**Supplied records**.
· · · · · · ·
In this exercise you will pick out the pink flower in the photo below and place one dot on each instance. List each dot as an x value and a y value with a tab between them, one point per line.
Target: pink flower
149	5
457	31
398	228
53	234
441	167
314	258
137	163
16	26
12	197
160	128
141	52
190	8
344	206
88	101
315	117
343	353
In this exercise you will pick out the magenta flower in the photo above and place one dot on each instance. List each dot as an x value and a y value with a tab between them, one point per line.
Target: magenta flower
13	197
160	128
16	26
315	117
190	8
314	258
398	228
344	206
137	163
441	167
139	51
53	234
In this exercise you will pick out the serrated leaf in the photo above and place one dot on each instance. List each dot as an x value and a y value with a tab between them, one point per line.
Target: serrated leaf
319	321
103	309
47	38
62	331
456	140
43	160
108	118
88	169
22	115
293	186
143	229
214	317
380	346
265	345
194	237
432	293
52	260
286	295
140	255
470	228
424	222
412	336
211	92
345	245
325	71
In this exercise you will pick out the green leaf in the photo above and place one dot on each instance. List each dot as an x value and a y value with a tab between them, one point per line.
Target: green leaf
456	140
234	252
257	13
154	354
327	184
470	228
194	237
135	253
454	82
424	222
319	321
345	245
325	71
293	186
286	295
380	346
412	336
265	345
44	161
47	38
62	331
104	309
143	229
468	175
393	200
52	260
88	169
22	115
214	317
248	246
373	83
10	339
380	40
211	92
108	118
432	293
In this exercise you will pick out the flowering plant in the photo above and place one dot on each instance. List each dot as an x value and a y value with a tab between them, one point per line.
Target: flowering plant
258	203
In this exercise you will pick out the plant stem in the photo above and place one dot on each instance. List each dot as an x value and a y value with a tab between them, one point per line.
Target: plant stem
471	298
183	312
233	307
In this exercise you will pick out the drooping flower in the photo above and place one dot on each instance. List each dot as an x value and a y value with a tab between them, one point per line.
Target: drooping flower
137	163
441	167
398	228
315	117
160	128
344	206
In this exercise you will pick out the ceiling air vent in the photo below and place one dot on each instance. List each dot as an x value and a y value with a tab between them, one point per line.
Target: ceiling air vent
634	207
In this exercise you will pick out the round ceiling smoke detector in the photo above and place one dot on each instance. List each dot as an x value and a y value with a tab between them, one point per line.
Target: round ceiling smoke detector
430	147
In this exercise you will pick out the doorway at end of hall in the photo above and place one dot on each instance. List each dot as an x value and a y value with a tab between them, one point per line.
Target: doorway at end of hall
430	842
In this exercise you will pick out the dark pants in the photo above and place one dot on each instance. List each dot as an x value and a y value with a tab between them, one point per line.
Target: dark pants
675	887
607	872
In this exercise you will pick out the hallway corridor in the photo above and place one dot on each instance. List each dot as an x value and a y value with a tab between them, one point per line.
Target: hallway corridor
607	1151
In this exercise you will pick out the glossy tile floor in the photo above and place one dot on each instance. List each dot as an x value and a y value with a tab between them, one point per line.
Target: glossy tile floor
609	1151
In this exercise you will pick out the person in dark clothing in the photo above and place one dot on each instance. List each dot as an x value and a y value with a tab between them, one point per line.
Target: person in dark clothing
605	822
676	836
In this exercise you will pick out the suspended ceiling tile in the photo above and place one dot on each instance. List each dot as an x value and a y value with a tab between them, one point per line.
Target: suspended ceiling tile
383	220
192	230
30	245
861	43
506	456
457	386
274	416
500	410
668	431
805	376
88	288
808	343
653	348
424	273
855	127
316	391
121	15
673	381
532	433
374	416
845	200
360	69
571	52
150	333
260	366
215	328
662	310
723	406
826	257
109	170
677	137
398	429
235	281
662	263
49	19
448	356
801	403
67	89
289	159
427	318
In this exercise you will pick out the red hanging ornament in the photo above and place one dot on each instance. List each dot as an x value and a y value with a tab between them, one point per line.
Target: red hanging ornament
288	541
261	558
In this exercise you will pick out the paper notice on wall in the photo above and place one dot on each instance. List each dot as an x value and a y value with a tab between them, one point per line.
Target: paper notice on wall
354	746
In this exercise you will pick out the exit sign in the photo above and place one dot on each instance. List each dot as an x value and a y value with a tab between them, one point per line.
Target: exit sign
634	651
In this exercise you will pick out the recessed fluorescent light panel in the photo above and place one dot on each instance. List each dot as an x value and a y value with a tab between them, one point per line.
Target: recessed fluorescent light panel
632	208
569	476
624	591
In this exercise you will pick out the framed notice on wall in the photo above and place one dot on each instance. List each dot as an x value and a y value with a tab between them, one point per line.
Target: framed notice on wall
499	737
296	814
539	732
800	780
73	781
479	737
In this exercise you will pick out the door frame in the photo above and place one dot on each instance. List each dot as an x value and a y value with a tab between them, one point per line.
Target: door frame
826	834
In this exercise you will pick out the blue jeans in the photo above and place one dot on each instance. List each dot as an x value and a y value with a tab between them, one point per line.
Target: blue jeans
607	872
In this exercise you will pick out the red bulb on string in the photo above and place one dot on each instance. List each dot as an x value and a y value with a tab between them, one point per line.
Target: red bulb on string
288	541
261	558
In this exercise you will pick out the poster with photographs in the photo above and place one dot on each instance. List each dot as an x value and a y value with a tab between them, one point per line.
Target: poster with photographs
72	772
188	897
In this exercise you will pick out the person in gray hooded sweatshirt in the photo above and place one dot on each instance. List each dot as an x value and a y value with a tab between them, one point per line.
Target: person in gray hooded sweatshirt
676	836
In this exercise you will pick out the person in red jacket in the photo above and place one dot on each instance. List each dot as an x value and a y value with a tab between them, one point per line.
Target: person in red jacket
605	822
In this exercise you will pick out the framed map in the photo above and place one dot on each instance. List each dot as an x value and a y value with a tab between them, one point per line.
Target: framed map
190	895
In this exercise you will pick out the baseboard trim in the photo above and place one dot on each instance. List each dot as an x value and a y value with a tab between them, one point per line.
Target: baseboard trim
· · · · · · ·
**Required work**. All lines from the one containing "In this exercise you will pick out the poster" through the end of the records, both ends included, are to be quoted exactly; please add nothing else.

**Expected answer**.
In this exercise you will pick out the poster with photographs in the photo above and place one dot on each instance. List each dot as an x value and a y value with a tab between them, one point per line.
Target: poster with photographs
72	772
188	897
In this exercise you will pick out the person in gray hooded sweatshirt in the photo above and place one dot on each instance. List each dot as an x value and a y value with a tab between them, one point per line.
Target: person in gray hooded sweatshirt
676	836
In this exercise you will pick out the person in red jacket in the photo above and place one dot on each instance. List each dot as an x value and a y value with a tab between them, one point per line.
Target: person in red jacket
605	822
In this exercise you will pick out the framed map in the photo above and place one dot on each instance. List each dot as an x value and a y value with a tab between them, one point per line.
Target: framed map
190	895
In this exercise you will pick out the baseboard trim in the photo above and place one dot on each instance. List each dot as an x value and a y value with a tab between them, one point per line.
Target: baseboard trim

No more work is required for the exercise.